[INPUT RECORDS start]

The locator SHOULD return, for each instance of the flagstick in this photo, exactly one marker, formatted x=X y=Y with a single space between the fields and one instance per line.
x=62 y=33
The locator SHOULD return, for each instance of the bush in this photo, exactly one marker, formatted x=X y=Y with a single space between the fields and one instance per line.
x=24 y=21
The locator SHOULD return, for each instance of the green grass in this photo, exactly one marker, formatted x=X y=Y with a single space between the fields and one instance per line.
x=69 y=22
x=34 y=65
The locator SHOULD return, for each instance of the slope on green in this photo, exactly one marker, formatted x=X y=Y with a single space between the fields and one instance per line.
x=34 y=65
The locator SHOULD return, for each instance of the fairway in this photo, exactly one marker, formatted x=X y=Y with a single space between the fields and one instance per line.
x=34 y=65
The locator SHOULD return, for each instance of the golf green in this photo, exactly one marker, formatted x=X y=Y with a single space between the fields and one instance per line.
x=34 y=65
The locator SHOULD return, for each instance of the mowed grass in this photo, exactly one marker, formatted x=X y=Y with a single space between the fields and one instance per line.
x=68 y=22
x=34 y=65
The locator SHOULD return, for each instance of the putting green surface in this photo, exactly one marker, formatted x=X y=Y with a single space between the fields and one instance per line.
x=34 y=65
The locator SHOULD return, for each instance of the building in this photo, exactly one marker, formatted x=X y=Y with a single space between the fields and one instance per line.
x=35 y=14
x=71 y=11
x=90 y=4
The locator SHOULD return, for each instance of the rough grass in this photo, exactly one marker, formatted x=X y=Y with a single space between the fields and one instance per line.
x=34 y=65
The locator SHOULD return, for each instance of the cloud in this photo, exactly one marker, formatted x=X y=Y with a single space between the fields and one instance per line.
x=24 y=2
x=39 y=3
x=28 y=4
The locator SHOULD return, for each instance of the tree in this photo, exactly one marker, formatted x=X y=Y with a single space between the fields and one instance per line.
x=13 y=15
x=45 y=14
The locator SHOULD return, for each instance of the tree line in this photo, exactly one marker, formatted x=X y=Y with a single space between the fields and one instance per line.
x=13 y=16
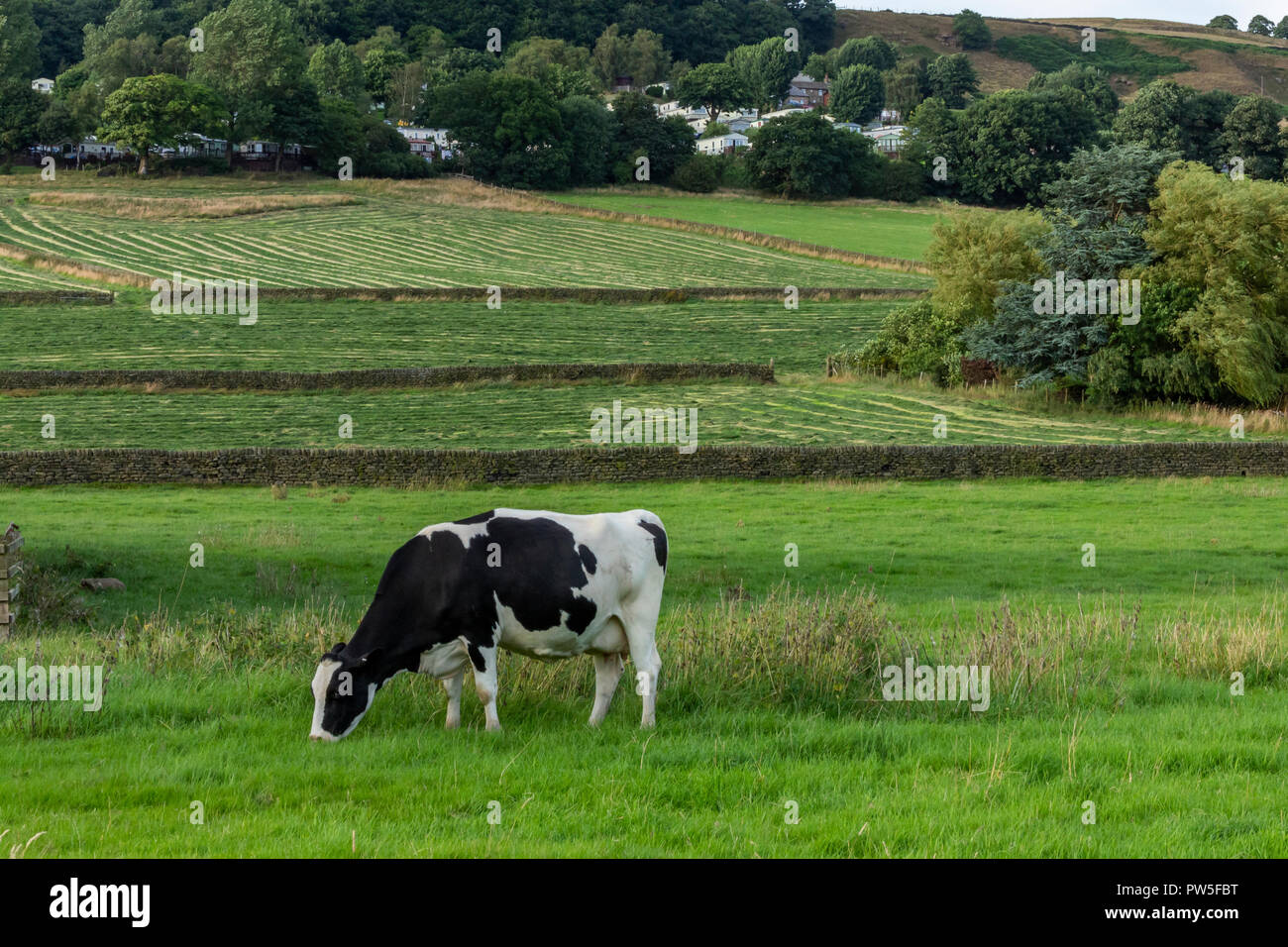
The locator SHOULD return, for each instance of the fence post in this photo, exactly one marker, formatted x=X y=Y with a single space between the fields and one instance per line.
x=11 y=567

[INPUT RECORDS end]
[INPUT RECORDS start]

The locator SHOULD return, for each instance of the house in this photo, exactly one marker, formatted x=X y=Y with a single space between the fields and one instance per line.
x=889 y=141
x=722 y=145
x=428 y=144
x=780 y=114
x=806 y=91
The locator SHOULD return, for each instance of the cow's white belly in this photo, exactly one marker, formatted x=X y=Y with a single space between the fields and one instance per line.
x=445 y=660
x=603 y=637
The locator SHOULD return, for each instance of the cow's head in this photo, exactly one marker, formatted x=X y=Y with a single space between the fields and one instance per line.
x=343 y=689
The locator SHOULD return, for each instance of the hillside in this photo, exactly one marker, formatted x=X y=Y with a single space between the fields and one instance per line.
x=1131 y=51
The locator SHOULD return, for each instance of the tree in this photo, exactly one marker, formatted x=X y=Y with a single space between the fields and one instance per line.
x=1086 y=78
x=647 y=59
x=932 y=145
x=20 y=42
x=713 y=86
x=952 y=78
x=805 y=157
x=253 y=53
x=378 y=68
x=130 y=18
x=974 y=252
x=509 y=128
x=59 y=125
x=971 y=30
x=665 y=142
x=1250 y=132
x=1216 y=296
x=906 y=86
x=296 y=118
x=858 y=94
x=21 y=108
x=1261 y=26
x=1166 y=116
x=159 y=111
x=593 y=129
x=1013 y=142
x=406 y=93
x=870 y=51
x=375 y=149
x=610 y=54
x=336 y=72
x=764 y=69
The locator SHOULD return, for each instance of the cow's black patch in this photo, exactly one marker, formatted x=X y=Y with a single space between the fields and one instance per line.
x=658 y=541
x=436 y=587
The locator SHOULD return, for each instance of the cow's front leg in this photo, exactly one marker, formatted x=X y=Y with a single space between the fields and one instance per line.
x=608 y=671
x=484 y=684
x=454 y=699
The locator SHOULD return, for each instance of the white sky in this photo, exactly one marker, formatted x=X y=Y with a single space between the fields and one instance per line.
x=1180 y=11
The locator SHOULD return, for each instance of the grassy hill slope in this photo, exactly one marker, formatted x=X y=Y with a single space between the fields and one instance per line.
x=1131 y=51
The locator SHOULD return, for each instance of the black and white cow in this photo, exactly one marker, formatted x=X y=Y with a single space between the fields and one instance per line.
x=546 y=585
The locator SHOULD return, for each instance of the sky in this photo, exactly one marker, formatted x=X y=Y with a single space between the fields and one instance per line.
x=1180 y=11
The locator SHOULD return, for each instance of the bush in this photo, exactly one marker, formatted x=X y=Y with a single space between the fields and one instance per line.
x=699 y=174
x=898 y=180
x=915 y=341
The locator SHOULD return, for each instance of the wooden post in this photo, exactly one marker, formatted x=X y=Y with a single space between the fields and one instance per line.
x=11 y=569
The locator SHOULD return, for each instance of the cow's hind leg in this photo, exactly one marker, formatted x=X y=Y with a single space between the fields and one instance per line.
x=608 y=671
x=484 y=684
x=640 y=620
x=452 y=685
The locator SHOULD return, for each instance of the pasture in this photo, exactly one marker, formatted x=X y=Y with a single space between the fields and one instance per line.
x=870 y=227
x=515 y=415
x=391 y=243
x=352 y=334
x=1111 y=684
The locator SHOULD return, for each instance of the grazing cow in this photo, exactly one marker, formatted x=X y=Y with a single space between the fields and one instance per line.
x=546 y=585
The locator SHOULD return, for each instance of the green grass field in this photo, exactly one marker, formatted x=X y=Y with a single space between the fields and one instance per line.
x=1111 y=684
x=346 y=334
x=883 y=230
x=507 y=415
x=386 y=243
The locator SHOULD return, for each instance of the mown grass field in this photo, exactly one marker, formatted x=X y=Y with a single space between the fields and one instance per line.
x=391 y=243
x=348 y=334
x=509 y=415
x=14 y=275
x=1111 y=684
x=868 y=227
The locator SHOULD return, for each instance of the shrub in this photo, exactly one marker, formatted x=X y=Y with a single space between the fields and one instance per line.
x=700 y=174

[INPUT RECORDS end]
[INPUT RECORDS start]

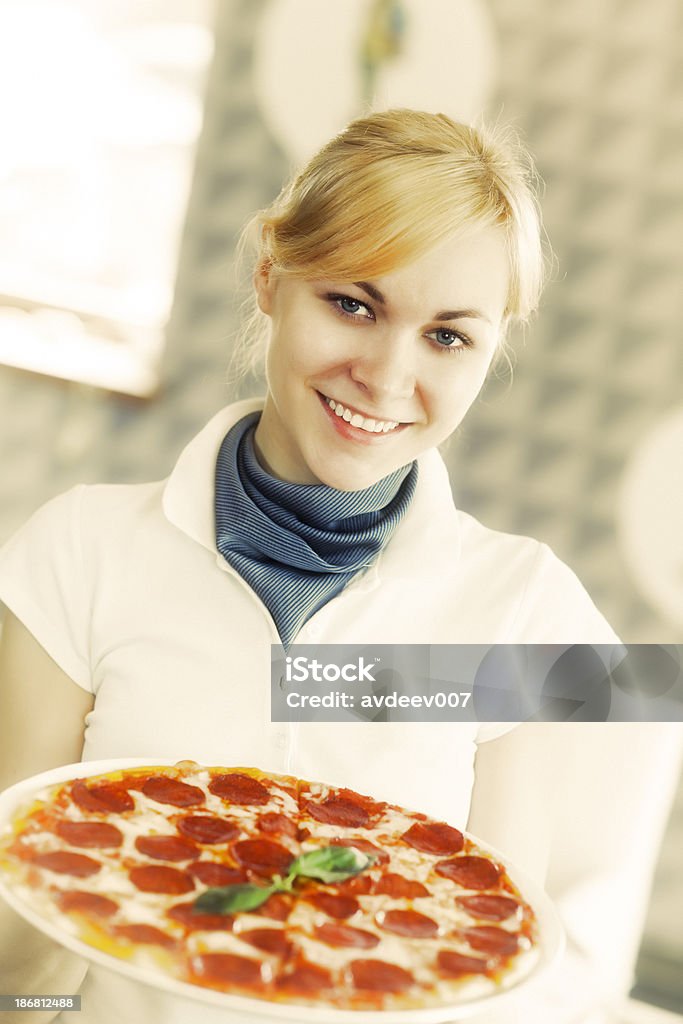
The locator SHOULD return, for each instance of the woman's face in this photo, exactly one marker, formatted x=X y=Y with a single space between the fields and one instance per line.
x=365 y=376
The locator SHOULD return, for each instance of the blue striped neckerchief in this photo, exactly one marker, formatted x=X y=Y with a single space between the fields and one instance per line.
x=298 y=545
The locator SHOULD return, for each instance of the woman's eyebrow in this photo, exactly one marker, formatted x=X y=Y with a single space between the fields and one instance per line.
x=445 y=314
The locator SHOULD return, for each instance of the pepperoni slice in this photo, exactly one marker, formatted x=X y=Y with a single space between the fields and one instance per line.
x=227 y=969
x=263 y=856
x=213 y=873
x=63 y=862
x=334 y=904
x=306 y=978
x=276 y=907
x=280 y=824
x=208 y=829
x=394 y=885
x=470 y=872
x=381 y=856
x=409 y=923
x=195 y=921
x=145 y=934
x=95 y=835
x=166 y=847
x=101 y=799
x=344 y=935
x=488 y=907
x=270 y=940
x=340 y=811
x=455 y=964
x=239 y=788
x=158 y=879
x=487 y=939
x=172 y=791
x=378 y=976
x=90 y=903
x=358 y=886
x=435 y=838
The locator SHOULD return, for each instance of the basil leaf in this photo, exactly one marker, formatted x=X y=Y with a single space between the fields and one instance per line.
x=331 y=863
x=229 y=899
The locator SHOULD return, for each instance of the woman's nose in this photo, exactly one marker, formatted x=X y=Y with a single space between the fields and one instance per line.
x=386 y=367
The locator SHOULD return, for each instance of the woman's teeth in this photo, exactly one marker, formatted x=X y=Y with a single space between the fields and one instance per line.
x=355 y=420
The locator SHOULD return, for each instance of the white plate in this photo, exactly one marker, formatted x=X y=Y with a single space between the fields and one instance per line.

[INPUT RECORDS end]

# PROBLEM TO WORK ON:
Count the lines in the rows above that contain the word "black", matching case exactly. Reply with the number only.

# EXERCISE OUTPUT:
2